--- Data provided ---
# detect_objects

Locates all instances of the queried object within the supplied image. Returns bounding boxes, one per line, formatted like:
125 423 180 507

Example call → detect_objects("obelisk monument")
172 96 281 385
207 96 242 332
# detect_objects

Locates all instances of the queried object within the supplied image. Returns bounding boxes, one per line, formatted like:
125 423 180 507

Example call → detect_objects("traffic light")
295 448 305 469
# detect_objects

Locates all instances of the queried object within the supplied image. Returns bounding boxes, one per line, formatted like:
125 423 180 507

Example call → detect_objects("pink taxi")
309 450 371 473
---
Exercise directions :: Convert every line of the items above into a JSON list of strings, one string per line, and omit any blank lines.

Written answer ::
[
  "# detect_objects",
  "Locates all instances of the queried object within the supplied image. Returns bounding boxes, one per line, formatted like:",
  "125 423 180 507",
  "Example call → detect_objects(\"obelisk monument\")",
  "172 96 281 385",
  "207 96 242 332",
  "# detect_objects",
  "Locates all instances of the queried object within the supplied image. Returns bounding boxes, one per line, formatted like:",
  "125 423 180 507",
  "Example call → detect_objects(\"traffic light\")",
  "295 448 305 469",
  "# detect_objects",
  "Locates all instances of the queried object within the supplied image. Returns bounding boxes, one per line, formatted like:",
  "125 423 180 507",
  "Example call → detect_objects(\"pink taxi\")",
  "309 450 371 473"
]